■ **EXCERPT PROVIDED**:
--------

Instructor Spotlight: Carl Lavigne

Tell us about your background and what inspired you to teach this course
I am an English teacher by trade, and love to close-read everything I encounter. More and more I find myself noticing media, advertising, and politics that make overt appeals to a nostalgic vision of the past. I had a happy enough childhood, but enough education to know growing up in the Bush Years wasn’t a time I wished to return to. What pasts were all these people trying to escape into?
What makes you feel the most nostalgic?
I feel most nostalgic looking at photographs of people who have passed away. I don’t even need to have known them personally to feel a great sorrow. Photos give us the illusion that the past can be preserved, seen, and understood. And boy, is that illusion powerful.
What shouldn’t we be nostalgic for?
Low-rise jeans. U2. Measles. The Closet.
Gen Z seems to have a bit of an obsession with nostalgia. Why do you think that is?
When I returned to in-person teaching, many of my students described anything they liked as nostalgic. It drove me nuts! You’re 18, what do you have to be nostalgic for? All the best is yet to come! They couldn’t believe I didn’t get it: they all shared the same dividing line of The Before and The After: the COVID-19 Lockdowns. While every adolescent gets to “come of age,” it’s often a personal, private moment. Maybe when you first move away from your parents, or when someone close to you dies, or you simply leave something else behind. For many in Gen Z, that moment was March 15, 2020. We also have unprecedented access to preservation (or the illusion of it). We can record, and store media and memory by the terabyte. Everything we’ve moved beyond is always in reach, and that safety blanket can make us all the more fearful of its potential loss.

--------

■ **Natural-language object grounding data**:
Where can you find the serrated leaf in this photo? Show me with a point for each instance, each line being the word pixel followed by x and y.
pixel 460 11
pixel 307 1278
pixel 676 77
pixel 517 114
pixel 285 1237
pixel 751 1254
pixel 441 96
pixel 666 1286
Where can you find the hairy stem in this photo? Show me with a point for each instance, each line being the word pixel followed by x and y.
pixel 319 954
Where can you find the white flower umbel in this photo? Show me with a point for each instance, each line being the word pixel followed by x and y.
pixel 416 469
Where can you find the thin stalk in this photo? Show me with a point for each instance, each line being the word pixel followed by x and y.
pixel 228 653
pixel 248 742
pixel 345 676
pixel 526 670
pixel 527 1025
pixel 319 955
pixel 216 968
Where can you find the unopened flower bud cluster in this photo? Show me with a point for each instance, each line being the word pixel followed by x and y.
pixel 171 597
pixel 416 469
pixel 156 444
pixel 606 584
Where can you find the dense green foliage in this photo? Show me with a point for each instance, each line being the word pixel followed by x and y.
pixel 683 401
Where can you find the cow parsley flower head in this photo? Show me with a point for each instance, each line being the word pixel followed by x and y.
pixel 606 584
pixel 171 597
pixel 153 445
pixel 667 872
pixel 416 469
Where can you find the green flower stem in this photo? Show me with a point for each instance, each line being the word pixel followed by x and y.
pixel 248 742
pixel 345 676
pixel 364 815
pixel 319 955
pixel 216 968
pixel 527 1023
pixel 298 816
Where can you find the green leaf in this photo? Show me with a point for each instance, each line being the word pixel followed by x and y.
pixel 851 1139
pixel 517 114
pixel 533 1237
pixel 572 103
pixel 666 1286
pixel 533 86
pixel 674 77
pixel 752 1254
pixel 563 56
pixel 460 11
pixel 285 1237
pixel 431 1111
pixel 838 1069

--------

■ **ASSIGNED TASK 1**:
According to the instructor spotlight, what makes Carl Lavigne feel the most nostalgic?
■ **ASSIGNED TASK 2**:
Write out the part of the instructor spotlight starting at "Instructor Spotlight: Carl" and ending at "Measles. The Closet.".
■ **ASSIGNED TASK 3**:
Continue the instructor spotlight on Carl Lavigne from where it stops.

■ **TASK RESPONSE 1**:
Looking at photographs of people who have passed away.

■ **TASK RESPONSE 2**:
Instructor Spotlight: Carl Lavigne

Tell us about your background and what inspired you to teach this course
I am an English teacher by trade, and love to close-read everything I encounter. More and more I find myself noticing media, advertising, and politics that make overt appeals to a nostalgic vision of the past. I had a happy enough childhood, but enough education to know growing up in the Bush Years wasn’t a time I wished to return to. What pasts were all these people trying to escape into?
What makes you feel the most nostalgic?
I feel most nostalgic looking at photographs of people who have passed away. I don’t even need to have known them personally to feel a great sorrow. Photos give us the illusion that the past can be preserved, seen, and understood. And boy, is that illusion powerful.
What shouldn’t we be nostalgic for?
Low-rise jeans. U2. Measles. The Closet.

■ **TASK RESPONSE 3**:
What do you hope that students will take away from your course?
I hope students will be able to identify appeals to nostalgia and unpack the implications of those appeals.
What is something coming up in your course that you are excited about?
We are going to plug in my old Wii and Gamecube and Nintendo DS to reflect on the physical ritual of playing games in close proximity to others. “Couch co-op” has given way to online gaming in the last decade, and I wonder what we can learn from revisiting that “old way” of shared play.